(Entries from an annotation dataset)

>> start

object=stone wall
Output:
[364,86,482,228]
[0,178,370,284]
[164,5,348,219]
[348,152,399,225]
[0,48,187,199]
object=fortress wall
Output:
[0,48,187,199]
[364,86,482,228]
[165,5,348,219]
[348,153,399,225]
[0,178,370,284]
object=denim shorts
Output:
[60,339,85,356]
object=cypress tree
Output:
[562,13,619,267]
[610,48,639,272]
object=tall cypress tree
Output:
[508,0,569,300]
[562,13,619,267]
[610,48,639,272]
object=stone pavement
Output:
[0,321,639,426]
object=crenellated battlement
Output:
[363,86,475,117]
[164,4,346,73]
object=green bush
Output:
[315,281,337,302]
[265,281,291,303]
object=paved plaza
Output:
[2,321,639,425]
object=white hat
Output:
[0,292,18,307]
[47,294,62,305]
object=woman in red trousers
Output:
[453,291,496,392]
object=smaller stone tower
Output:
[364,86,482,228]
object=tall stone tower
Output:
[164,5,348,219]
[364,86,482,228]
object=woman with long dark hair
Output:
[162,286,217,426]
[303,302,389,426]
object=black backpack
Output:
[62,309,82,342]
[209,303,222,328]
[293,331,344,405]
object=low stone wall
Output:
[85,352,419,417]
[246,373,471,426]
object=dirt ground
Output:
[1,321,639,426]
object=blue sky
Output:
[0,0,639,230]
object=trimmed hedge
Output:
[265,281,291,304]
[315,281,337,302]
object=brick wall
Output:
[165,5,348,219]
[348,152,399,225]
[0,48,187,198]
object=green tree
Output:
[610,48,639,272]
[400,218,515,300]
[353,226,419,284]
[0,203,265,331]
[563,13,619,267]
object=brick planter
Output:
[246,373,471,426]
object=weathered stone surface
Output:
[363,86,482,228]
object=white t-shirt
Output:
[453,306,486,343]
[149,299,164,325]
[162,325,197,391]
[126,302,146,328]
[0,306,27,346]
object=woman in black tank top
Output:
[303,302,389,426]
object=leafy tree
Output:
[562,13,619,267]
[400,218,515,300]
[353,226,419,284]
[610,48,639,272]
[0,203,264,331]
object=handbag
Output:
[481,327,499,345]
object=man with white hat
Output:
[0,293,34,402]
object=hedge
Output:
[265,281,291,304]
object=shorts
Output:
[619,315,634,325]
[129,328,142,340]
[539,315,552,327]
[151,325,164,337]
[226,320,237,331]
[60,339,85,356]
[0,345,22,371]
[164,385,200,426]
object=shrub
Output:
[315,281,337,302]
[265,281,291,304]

>> end
>> start

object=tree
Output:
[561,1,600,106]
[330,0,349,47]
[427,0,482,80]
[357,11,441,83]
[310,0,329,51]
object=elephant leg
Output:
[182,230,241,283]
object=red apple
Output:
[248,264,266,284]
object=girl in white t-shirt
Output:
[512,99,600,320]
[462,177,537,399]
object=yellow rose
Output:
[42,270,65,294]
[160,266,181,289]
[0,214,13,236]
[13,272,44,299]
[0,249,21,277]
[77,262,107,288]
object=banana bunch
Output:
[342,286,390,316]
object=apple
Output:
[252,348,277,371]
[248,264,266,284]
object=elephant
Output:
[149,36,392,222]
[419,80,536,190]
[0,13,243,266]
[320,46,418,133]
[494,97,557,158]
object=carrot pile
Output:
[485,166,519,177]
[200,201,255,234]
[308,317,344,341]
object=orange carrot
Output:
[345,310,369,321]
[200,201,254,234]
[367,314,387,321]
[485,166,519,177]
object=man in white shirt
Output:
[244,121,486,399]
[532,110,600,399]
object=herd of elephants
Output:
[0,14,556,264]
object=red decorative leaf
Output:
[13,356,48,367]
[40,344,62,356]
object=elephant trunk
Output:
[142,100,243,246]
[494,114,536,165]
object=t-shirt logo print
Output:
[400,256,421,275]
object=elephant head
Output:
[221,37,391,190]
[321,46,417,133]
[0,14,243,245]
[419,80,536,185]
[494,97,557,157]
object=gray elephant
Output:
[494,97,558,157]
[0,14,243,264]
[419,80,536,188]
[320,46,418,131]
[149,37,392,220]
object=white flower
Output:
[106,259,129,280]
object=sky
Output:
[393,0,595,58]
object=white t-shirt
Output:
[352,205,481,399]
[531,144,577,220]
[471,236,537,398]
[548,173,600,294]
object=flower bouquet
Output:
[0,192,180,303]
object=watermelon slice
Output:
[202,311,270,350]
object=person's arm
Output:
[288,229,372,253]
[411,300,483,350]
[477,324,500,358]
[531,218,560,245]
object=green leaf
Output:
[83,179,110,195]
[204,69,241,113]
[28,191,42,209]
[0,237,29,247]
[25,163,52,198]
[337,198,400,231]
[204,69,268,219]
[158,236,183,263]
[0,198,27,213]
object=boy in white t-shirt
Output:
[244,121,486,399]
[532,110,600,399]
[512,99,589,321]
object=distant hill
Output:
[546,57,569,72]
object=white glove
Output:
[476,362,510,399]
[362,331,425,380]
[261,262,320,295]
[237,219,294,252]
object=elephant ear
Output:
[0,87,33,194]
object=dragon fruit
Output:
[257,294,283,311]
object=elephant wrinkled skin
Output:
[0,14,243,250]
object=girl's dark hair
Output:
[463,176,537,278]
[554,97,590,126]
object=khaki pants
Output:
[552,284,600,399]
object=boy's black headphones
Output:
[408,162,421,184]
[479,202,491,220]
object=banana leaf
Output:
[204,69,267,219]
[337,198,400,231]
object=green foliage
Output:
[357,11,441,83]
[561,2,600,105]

>> end
>> start

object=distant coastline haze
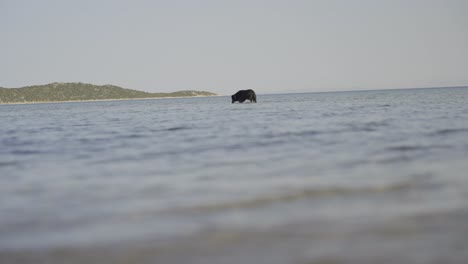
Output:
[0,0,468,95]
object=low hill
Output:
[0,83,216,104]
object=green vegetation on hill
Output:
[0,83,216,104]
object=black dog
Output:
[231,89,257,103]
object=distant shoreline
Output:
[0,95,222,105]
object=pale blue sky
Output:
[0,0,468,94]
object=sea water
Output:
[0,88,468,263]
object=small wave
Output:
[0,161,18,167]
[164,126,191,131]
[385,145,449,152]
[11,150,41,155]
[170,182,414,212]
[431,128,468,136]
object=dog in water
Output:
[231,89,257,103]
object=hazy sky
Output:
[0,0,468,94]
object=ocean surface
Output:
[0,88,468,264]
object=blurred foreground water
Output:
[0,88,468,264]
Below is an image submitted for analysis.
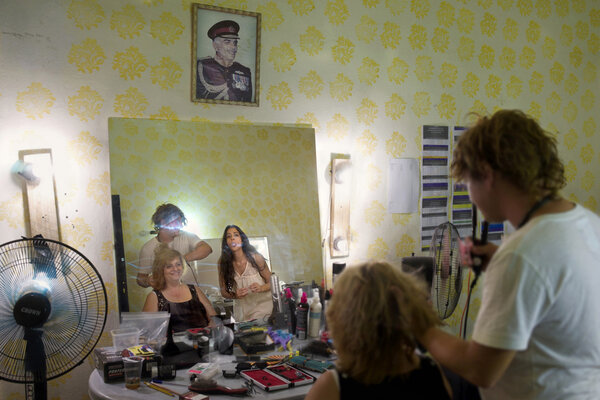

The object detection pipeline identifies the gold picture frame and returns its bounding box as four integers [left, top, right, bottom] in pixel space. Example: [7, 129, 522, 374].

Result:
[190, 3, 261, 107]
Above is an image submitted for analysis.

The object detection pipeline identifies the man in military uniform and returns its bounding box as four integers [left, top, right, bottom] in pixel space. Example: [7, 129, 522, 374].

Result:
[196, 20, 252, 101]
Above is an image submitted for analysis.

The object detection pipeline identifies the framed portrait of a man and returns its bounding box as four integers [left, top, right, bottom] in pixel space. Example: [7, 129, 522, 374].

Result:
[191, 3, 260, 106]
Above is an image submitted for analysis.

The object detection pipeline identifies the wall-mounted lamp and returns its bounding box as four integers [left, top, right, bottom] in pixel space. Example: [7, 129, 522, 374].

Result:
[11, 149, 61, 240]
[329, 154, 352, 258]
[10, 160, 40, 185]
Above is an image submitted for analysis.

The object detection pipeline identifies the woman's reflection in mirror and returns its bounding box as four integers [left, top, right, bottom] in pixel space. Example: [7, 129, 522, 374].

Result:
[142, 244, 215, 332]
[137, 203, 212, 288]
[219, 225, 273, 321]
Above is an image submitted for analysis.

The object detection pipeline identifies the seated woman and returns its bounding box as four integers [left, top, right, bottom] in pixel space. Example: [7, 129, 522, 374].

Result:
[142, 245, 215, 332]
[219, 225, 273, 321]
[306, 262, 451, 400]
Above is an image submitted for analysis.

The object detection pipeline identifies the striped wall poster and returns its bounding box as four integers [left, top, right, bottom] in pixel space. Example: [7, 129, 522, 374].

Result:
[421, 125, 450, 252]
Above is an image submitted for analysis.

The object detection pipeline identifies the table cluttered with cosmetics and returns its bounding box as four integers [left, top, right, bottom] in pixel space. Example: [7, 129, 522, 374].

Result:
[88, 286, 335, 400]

>> end

• [WHAT IS REQUIRED]:
Reproduce the part of the records that opens with the line containing "object=khaki pants" and closes with the line containing "[561,2,600,105]", with "banana leaf" renamed to "palm frond" and nothing else altered.

• [OUTPUT OF THE EXERCISE]:
object=khaki pants
Output:
[552,284,600,399]
object=boy's black headphones
Output:
[408,162,421,184]
[479,202,491,220]
object=palm frond
Output:
[204,69,267,219]
[337,198,400,231]
object=green foliage
Output:
[357,11,441,83]
[561,2,600,105]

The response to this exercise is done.